_Problem statement_.
Please state how many lines in the records below contain the word "leaf". Give only the number.
-*-*-
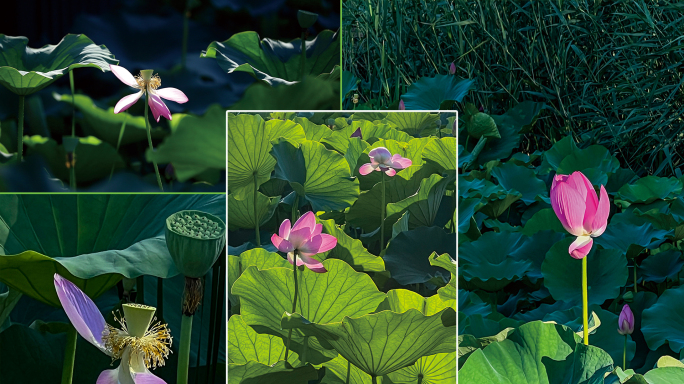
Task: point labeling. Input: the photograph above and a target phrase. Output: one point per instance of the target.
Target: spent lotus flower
(138, 345)
(304, 240)
(145, 83)
(580, 210)
(626, 321)
(383, 161)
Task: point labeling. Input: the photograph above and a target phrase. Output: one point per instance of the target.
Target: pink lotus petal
(158, 107)
(313, 264)
(82, 312)
(282, 244)
(127, 101)
(580, 247)
(598, 226)
(122, 74)
(172, 94)
(366, 169)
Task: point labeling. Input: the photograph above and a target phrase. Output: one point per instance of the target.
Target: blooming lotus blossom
(304, 238)
(138, 345)
(147, 84)
(626, 321)
(579, 210)
(382, 160)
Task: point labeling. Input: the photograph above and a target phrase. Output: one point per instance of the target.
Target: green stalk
(149, 140)
(20, 133)
(585, 305)
(256, 216)
(69, 355)
(184, 351)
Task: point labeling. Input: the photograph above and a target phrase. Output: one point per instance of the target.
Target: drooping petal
(598, 226)
(158, 107)
(82, 312)
(172, 94)
(580, 247)
(313, 264)
(282, 244)
(127, 101)
(568, 205)
(122, 74)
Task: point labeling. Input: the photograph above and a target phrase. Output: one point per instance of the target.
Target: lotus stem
(585, 315)
(20, 132)
(69, 355)
(149, 140)
(256, 216)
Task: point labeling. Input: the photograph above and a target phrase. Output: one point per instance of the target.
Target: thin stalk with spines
(149, 140)
(69, 355)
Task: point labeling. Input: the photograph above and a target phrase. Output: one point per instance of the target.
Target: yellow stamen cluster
(153, 83)
(154, 346)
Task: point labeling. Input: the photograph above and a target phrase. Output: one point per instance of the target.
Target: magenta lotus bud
(626, 321)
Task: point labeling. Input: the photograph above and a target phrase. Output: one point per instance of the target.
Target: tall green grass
(611, 72)
(389, 44)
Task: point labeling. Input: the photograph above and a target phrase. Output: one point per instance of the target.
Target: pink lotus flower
(137, 345)
(146, 83)
(626, 321)
(579, 210)
(305, 238)
(382, 160)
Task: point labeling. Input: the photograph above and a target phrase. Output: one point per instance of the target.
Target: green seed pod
(193, 251)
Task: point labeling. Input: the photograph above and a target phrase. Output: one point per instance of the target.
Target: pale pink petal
(282, 244)
(122, 74)
(598, 226)
(158, 108)
(580, 247)
(127, 101)
(568, 205)
(284, 230)
(82, 312)
(172, 94)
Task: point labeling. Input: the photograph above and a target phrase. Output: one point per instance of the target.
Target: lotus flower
(146, 83)
(138, 345)
(304, 238)
(382, 160)
(579, 210)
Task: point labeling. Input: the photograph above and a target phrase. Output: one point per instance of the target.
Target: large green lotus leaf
(661, 266)
(605, 336)
(249, 160)
(412, 123)
(275, 62)
(428, 93)
(537, 353)
(661, 323)
(25, 70)
(408, 256)
(94, 158)
(241, 212)
(90, 239)
(317, 174)
(434, 369)
(386, 341)
(606, 273)
(323, 297)
(106, 125)
(651, 188)
(487, 261)
(254, 372)
(196, 144)
(351, 250)
(595, 156)
(523, 180)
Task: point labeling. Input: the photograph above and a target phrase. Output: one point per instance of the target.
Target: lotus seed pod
(193, 249)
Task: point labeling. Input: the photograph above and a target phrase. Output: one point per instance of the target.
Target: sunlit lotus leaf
(25, 70)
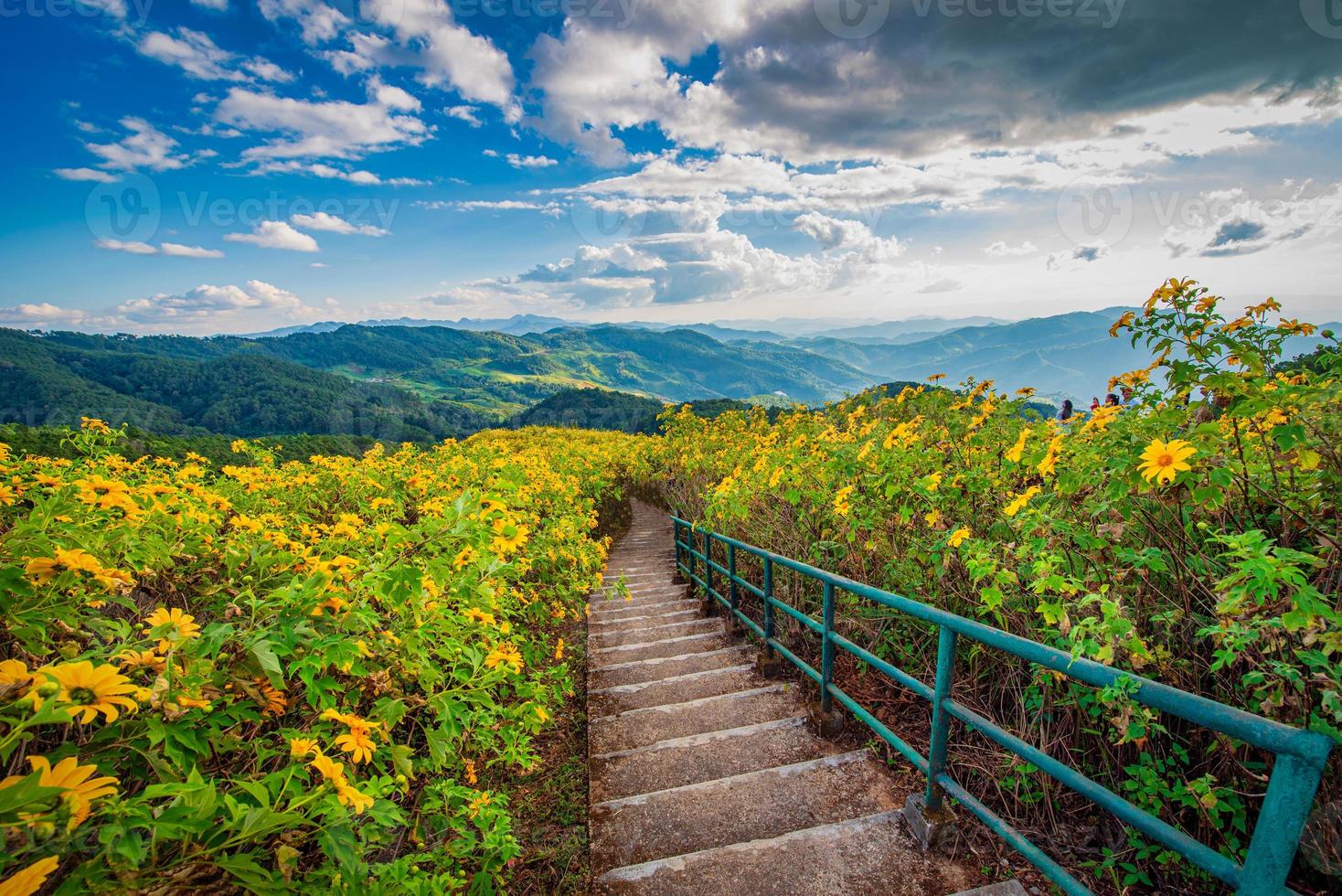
-*-*-
_Solution to the problem_.
2